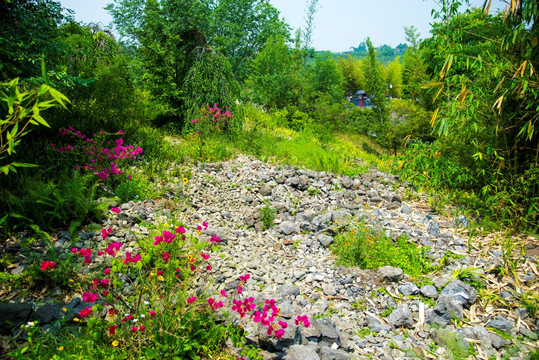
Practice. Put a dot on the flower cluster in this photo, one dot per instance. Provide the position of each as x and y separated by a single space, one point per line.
214 117
47 265
100 156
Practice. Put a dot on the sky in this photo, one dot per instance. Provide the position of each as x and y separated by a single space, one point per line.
339 24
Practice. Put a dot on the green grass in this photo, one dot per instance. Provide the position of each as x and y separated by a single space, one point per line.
371 249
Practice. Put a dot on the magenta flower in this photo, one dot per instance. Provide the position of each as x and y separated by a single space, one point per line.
47 265
89 297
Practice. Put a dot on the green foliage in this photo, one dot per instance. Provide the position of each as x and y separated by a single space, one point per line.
376 87
371 249
273 78
29 31
51 204
210 81
19 109
240 29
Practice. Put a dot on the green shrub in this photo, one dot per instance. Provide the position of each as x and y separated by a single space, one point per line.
371 249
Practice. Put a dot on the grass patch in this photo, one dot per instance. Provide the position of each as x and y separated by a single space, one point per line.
370 249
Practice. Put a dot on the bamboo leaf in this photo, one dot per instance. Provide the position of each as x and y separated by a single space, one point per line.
433 119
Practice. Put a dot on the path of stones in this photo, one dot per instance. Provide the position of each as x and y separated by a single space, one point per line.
292 263
347 307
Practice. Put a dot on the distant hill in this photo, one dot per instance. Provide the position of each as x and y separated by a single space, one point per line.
385 53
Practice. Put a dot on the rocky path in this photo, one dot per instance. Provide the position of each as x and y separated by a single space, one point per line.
354 314
291 261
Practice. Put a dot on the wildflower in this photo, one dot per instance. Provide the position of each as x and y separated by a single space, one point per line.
89 297
47 265
180 229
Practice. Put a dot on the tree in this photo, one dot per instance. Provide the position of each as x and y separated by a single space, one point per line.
274 76
240 29
376 88
28 29
393 78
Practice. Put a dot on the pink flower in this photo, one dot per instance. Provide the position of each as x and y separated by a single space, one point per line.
180 229
89 297
47 265
106 232
87 310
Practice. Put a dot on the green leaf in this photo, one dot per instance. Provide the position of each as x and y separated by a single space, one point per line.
24 165
59 97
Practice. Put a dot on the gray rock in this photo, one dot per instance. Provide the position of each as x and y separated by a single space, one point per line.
288 228
497 341
47 314
481 334
321 222
405 209
333 354
429 291
265 190
391 274
287 290
462 292
444 312
461 221
330 334
502 324
329 289
300 352
376 326
325 240
313 332
433 228
401 316
441 281
408 288
12 316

-- Exercise task --
Leave out the pictures and give the rest of the records again exactly.

-- Answer --
Practice. Put a dot on the flower cluster in this photo, one dot per instance. Provide the position of each as x and y separated by a single space, one point per line.
214 117
47 265
100 156
Practice. Put a dot on the sky in this photo, one dot per instance. Provide the position of each as x and y separated by a single space, one point per line.
339 24
Practice. Put a dot on the green grass in this photo, one dot per instance. Provide the position of each as x and y separated by a single space, one point per line.
371 249
Practice. Put a dot on the magenta flower in this photo, one dot per instance. Provide the position of each as x and y separated by a single space, one point per line.
47 265
89 297
Practice. Put a dot on the green foliage in this photo, one dot per instance. Provide the position of each as x and y separated by a single space, one point per line.
376 87
371 249
273 78
29 31
51 204
210 81
19 109
240 29
Practice. Put a dot on the green shrub in this photo, one dot per instance. Provide the position of each as x and y separated by a single space, one point per line.
371 249
Practice. Put a dot on the grass patch in this photo, one dot per instance. Provide the position of each as x and y separated by a single space, one point per line.
370 249
Practice. Put a dot on the bamboo leaf in this photo, one dot per instance. Provide the position of each as x and y separated by a single space, one point per line.
433 119
Practice. Put a dot on the path of stones in this photo, one dot per instance. Provide the position of each as x and y separated by a single space, one point per line.
292 263
347 307
Practice. Put a dot on the distant hill in this photo, one dot per instance. Provide the position of each as x and y separated by a single space, one point per line.
385 53
Practice. Put a dot on the rocky path in this photo, one dot per instance. Provide the position of each as x and y separated by a single space, one point per line.
354 314
291 261
Practice. Put a dot on the wildflower in this photo, one dot per instance. Provide the position of each as x and y separated by a single space, one point per line.
89 297
47 265
180 229
Practice. Put a dot on the tree in this photo, one dot per instance. Provide the position of each as x and y separated by a single space, one point per line.
274 76
240 29
376 88
28 29
393 78
Practice. Put a dot on the pink flower in this photo, one dot per instance. Provide the position of each as x and y separated by a single space, one point per line.
180 229
89 297
47 265
106 232
87 310
Practice. Put a dot on the green leaf in this photo, one dot per instance. Provide the position of each as x and y separated by a single space, one point per line.
24 165
59 97
Practice. Put a dot on the gray rock in this photo, one dot per instance. Provide the position of each as x and y separated by a single space, one point per line.
288 228
497 341
47 314
481 334
321 222
405 209
333 354
429 291
265 190
391 274
287 290
462 292
444 312
461 221
330 334
502 324
329 289
300 352
376 326
325 240
313 332
433 228
401 316
441 281
408 288
12 316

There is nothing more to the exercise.